▶ [O QUE FAZER]
Selecione e copie cada uma das linhas abaixo que contêm a palavra "stump". Considere a diferença entre maiúsculas e minúsculas.

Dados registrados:
####

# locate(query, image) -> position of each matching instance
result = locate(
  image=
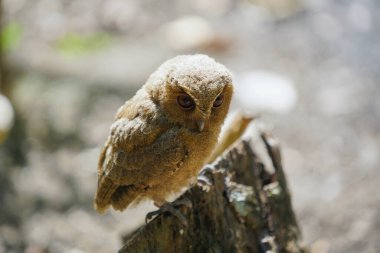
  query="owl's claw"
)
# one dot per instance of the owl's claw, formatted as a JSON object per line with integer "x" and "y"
{"x": 171, "y": 207}
{"x": 204, "y": 181}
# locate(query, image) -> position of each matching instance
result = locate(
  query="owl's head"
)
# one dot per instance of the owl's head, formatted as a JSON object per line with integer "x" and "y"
{"x": 193, "y": 91}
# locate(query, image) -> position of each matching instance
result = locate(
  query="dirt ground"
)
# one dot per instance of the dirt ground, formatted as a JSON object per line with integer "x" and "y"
{"x": 71, "y": 64}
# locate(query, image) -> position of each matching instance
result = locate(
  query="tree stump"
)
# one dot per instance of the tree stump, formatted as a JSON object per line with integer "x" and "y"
{"x": 245, "y": 207}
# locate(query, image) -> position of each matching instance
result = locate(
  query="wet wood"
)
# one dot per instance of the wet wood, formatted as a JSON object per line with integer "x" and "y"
{"x": 245, "y": 208}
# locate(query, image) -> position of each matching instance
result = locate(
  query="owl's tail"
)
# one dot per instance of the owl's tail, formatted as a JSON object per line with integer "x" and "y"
{"x": 103, "y": 195}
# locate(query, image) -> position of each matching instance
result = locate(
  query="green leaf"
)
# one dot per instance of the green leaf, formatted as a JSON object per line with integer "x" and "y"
{"x": 77, "y": 44}
{"x": 10, "y": 36}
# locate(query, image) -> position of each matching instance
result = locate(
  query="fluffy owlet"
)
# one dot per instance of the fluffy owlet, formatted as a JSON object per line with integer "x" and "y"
{"x": 163, "y": 135}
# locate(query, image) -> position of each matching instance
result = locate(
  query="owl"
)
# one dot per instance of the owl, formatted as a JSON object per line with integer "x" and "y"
{"x": 164, "y": 134}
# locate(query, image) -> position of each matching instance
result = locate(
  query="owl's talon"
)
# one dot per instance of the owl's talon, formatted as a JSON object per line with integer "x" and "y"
{"x": 204, "y": 183}
{"x": 170, "y": 207}
{"x": 203, "y": 180}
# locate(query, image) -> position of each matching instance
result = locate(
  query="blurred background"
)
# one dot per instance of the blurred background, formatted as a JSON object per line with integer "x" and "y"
{"x": 311, "y": 68}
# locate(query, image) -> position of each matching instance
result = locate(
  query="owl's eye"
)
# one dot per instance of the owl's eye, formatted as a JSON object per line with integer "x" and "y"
{"x": 186, "y": 102}
{"x": 218, "y": 101}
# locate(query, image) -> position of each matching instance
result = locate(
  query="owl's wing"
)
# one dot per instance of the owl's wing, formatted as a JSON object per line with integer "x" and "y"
{"x": 135, "y": 151}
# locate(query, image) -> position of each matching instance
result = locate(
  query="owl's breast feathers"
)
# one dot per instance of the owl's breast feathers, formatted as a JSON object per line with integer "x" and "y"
{"x": 142, "y": 152}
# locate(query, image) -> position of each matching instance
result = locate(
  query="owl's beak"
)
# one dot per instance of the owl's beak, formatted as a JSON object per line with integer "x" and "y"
{"x": 200, "y": 124}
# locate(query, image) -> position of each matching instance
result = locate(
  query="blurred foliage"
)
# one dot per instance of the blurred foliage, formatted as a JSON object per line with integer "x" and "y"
{"x": 10, "y": 36}
{"x": 78, "y": 44}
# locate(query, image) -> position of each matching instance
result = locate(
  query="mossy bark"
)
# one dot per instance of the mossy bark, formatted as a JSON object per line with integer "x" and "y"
{"x": 245, "y": 208}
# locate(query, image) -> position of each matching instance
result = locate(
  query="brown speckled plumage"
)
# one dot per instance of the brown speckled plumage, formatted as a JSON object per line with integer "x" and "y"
{"x": 155, "y": 146}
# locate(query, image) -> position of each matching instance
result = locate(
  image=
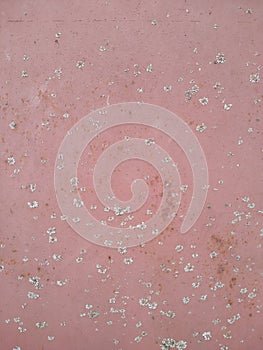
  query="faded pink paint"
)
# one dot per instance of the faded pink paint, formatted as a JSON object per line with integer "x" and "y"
{"x": 230, "y": 225}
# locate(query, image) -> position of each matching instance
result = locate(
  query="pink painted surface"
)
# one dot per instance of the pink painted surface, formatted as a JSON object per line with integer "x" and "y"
{"x": 61, "y": 60}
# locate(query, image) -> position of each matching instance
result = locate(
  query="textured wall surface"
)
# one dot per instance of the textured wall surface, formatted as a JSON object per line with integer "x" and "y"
{"x": 199, "y": 60}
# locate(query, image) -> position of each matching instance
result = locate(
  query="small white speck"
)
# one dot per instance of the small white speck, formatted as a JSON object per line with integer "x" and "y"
{"x": 203, "y": 101}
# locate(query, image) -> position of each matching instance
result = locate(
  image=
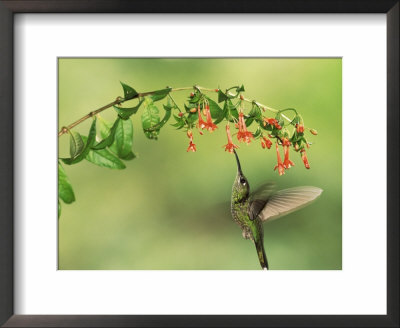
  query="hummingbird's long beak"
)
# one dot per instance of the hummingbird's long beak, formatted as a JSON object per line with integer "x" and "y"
{"x": 238, "y": 163}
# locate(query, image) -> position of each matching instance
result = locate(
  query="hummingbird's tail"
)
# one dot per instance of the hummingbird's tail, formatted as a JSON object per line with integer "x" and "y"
{"x": 261, "y": 254}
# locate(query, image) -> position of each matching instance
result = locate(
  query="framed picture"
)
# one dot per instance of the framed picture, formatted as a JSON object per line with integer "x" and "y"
{"x": 245, "y": 86}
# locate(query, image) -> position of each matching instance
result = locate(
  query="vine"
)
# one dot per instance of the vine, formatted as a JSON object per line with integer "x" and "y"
{"x": 199, "y": 113}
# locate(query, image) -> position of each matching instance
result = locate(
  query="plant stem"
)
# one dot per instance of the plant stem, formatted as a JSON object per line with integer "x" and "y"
{"x": 120, "y": 100}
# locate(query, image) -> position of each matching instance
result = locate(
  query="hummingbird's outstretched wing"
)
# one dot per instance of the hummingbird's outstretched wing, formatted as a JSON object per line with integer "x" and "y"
{"x": 288, "y": 200}
{"x": 259, "y": 198}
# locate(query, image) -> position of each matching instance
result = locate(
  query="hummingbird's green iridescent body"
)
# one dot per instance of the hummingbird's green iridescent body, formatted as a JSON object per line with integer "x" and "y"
{"x": 240, "y": 208}
{"x": 251, "y": 210}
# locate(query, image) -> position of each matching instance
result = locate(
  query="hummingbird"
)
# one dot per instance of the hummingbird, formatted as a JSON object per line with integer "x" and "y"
{"x": 251, "y": 210}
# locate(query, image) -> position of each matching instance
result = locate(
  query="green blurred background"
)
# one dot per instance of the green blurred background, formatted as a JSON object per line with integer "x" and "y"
{"x": 169, "y": 209}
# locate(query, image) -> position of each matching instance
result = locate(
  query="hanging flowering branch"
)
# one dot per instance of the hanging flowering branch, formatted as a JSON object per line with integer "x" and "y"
{"x": 109, "y": 144}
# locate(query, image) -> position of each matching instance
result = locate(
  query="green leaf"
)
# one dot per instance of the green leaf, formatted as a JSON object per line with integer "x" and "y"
{"x": 130, "y": 156}
{"x": 223, "y": 113}
{"x": 162, "y": 122}
{"x": 126, "y": 113}
{"x": 160, "y": 94}
{"x": 221, "y": 96}
{"x": 109, "y": 139}
{"x": 129, "y": 92}
{"x": 89, "y": 144}
{"x": 150, "y": 118}
{"x": 75, "y": 143}
{"x": 215, "y": 110}
{"x": 65, "y": 191}
{"x": 189, "y": 106}
{"x": 249, "y": 120}
{"x": 231, "y": 111}
{"x": 124, "y": 138}
{"x": 105, "y": 158}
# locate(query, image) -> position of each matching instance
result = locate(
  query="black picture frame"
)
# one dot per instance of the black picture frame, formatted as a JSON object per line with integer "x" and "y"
{"x": 7, "y": 130}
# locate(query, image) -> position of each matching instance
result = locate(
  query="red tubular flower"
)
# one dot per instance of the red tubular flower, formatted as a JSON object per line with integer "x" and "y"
{"x": 192, "y": 146}
{"x": 272, "y": 121}
{"x": 201, "y": 124}
{"x": 266, "y": 143}
{"x": 299, "y": 128}
{"x": 281, "y": 168}
{"x": 287, "y": 163}
{"x": 230, "y": 146}
{"x": 210, "y": 125}
{"x": 243, "y": 135}
{"x": 304, "y": 158}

####

▶ [RESPOSTA]
  query="tree stump"
# one dot per instance of the tree stump, formatted as a JSON object per line with integer "x" and "y"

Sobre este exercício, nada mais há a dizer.